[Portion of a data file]

________

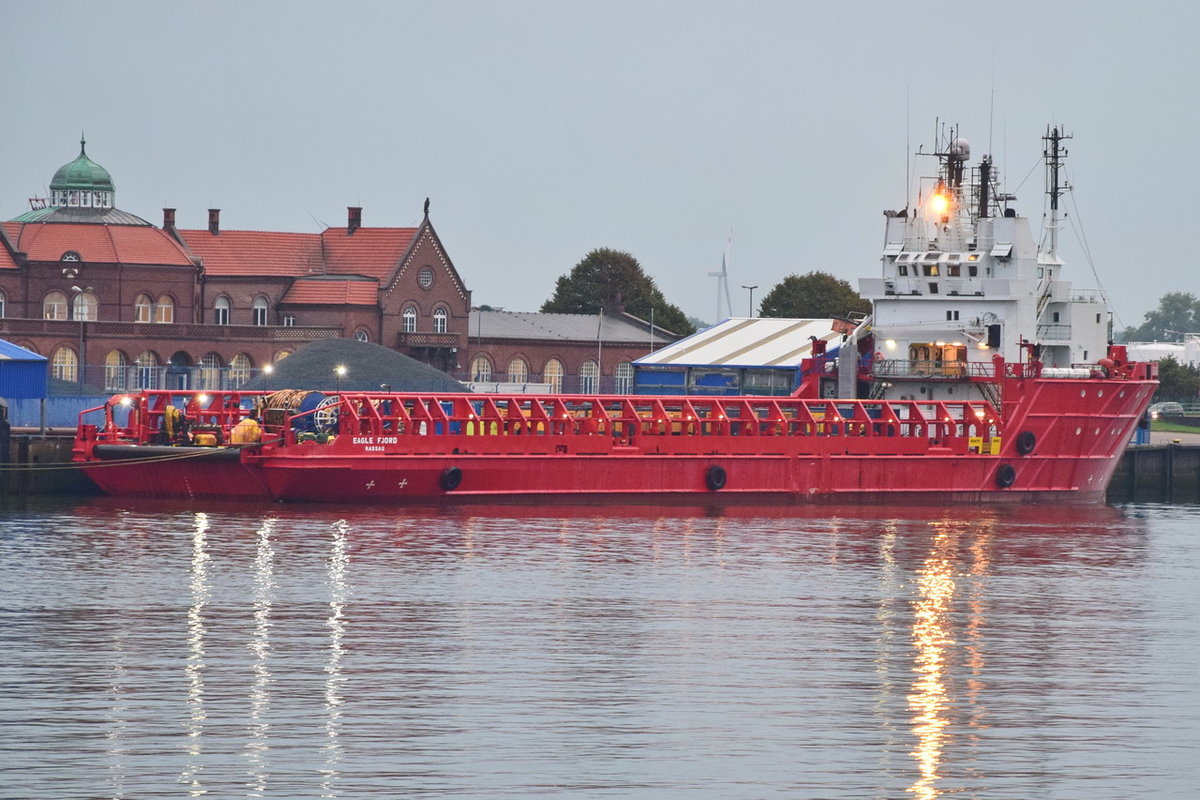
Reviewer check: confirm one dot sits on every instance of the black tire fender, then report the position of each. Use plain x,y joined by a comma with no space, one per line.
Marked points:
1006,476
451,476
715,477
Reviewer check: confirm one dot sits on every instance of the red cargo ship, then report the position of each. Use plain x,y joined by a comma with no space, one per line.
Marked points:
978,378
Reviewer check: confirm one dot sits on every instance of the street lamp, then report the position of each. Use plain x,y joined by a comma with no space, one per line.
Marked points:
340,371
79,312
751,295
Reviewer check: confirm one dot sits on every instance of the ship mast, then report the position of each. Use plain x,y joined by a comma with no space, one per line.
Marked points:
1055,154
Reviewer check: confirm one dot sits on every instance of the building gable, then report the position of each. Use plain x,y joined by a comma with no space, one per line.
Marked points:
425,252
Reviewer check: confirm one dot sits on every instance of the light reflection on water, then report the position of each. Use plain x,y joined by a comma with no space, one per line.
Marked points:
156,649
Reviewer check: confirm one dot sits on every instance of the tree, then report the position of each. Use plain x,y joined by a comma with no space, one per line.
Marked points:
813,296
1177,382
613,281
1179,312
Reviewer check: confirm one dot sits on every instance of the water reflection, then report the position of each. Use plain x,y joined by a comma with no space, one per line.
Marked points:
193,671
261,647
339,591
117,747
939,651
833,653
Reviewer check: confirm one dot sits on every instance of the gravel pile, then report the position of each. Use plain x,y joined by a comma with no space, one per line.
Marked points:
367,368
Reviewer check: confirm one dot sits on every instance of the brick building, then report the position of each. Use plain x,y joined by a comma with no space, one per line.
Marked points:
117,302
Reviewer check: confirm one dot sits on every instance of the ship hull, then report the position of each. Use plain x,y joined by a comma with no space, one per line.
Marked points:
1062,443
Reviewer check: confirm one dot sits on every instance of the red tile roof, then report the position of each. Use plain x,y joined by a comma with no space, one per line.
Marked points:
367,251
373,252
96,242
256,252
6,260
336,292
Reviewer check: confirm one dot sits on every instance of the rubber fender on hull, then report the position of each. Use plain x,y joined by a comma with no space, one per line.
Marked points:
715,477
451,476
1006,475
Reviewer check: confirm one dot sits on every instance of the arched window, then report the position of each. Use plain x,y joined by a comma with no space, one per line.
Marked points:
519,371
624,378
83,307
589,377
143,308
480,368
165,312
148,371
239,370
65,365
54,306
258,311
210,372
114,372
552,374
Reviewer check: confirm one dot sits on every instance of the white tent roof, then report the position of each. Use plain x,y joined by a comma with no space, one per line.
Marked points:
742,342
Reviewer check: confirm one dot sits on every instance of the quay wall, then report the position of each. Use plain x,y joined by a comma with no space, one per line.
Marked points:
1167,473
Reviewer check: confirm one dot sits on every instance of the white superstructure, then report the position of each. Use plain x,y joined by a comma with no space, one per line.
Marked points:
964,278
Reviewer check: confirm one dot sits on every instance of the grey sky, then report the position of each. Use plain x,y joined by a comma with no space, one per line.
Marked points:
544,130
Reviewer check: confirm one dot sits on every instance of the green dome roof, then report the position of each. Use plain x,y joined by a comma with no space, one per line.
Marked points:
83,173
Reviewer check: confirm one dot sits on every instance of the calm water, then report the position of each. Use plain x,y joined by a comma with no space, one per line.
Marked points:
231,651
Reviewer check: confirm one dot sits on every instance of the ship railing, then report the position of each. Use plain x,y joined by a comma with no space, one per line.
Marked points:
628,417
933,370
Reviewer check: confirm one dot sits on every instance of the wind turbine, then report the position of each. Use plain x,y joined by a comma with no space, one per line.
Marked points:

________

- Work to complete
Transcribe the lines starting at the one that has "of the grey" and continuing through the end of the lines.

- Exercise result
Reviewer check: confirm one dot sits on every instance of the grey sky, then report the position of each. Use plain x,y joined by a comma with no space, one per line.
Marked points:
544,130
Reviewer check: confirm one dot sits on every instance of the green dome roof, then report the position of each. Use plain x,y joined by a comma with no space, one per line.
Marked points:
83,173
Reviewer check: confirm one dot sits on every instance of the calm water, then report the position of each. Use plain x,y joined by a comma with no space, one per line.
Marked points:
231,651
Reviewer check: confirm one dot sits on every instance of the ship railing, then report the position of each. Use plain x,y joined by a comma with no space, one per line.
Marked points:
628,417
933,370
Reviewer check: confirm one dot sits on every instance of the wind turbine, then report the position of each. Use plain x,y joined by a comma with no space, one per line.
Marked points:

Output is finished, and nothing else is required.